• TASK STATEMENT:
Repeat all of the data precisely.

◆ ◆ ◆ ◆ ◆

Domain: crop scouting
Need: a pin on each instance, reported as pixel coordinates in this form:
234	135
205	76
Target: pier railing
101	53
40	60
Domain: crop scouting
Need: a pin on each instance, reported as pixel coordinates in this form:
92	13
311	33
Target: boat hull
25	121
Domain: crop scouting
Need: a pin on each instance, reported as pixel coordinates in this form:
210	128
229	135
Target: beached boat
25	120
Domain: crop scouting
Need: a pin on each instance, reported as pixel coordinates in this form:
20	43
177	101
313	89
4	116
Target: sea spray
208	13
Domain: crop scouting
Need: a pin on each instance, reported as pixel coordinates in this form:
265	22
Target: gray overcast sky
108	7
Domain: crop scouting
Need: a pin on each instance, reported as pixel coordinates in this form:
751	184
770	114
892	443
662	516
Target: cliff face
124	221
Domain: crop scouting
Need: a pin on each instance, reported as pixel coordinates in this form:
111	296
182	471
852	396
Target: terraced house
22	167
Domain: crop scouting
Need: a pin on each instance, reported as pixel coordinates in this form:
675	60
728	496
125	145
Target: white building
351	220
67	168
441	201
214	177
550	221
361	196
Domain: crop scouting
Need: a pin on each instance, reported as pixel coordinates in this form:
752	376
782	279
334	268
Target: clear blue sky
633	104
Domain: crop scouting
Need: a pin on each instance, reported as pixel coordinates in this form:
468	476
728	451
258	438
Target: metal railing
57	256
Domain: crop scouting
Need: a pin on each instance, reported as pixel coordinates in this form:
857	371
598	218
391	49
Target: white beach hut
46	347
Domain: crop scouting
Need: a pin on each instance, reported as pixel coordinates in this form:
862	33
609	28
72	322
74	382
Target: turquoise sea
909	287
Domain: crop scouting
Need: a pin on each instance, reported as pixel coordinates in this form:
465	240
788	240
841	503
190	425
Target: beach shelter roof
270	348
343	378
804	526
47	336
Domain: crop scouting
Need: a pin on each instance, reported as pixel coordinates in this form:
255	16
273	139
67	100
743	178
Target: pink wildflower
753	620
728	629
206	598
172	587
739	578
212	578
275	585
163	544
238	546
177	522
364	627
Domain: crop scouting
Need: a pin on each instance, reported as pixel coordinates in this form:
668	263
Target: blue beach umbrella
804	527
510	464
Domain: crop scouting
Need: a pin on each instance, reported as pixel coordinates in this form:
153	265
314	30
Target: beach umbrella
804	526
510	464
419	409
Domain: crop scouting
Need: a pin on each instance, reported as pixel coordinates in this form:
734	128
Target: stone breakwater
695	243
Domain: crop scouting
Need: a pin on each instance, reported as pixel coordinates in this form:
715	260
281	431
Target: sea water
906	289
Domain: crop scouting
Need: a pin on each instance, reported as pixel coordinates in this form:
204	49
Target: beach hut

◆ ◆ ◆ ◆ ◆

• CORRECT OUTPUT:
Domain: crop scouting
Need: a pin on each instance, reported as pixel coordinates in this form:
234	135
205	76
Target: pier railing
101	53
40	60
Domain: crop scouting
Need: a pin on each instance, reported as pixel coordinates in this form:
92	13
311	33
Target: boat hull
25	121
Domain: crop scouting
Need: a pin on each instance, reported as pixel coordinates in this form:
210	128
229	135
Target: beached boat
25	120
Domain: crop scouting
Need: a pin on each instance, reported as pixel coordinates in this form:
20	43
177	101
313	89
4	116
Target: sea spray
208	13
Domain: crop scouting
Need: a pin on each instance, reported as pixel coordinates in this form:
265	22
Target: gray overcast sky
108	7
Domain: crop scouting
Need: a pin on each instance, reported as pixel coordinates in this form:
751	184
770	114
892	443
662	516
Target: cliff face
124	221
Domain: crop scouting
Need: a pin on each instance, reported as pixel coordinates in this form:
111	296
182	471
852	396
Target: terraced house
22	167
Domain: crop scouting
Need: a pin on each instance, reported as pixel coordinates in this form:
675	60
728	496
125	145
Target: white building
351	220
67	168
441	201
214	177
550	221
361	196
Domain: crop scouting
Need: a pin on each instance, reported as pixel coordinates in this form:
752	376
782	279
334	268
Target: clear blue sky
633	104
Domain: crop scouting
Need: a pin on each instance, reported as pixel coordinates in this form:
468	476
728	451
258	438
Target: metal railing
57	256
Domain: crop scouting
Need: a pin on each instance, reported as pixel coordinates in this form:
857	371
598	218
391	49
Target: white beach hut
46	347
Domain: crop scouting
Need: a pin on each instance, reported as pixel coordinates in this form:
862	33
609	28
72	322
74	382
Target: turquoise sea
909	287
Domain: crop scouting
Need: a pin on each instance, reported as pixel coordinates in this form:
465	240
788	240
841	503
190	425
Target: beach shelter roof
270	348
343	378
804	526
47	336
Domain: crop scouting
Need: a pin on each instance, reported as pixel coordinates in this form:
255	16
273	139
67	100
743	178
Target: pink wildflower
753	620
728	629
206	598
172	587
739	578
212	578
275	585
163	544
238	546
177	522
364	627
Domain: crop scouting
Need: a pin on each instance, reported as pixel coordinates in this form:
668	263
Target: blue beach umbrella
804	527
510	464
Domain: crop scouting
Need: a pin on each instance, reported as pixel coordinates in this form:
153	265
314	30
Target: beach umbrella
804	526
510	464
419	409
Domain: crop scouting
Need: a pin on each instance, reported as pixel coordinates in this form:
734	128
Target: stone breakwater
695	243
Domain: crop scouting
Need: a pin on each instance, reported as pixel coordinates in this form:
715	260
281	431
Target: sea water
906	289
Domain: crop scouting
Need: a pin on each instance, reported as pixel coordinates in this form:
204	49
Target: beach hut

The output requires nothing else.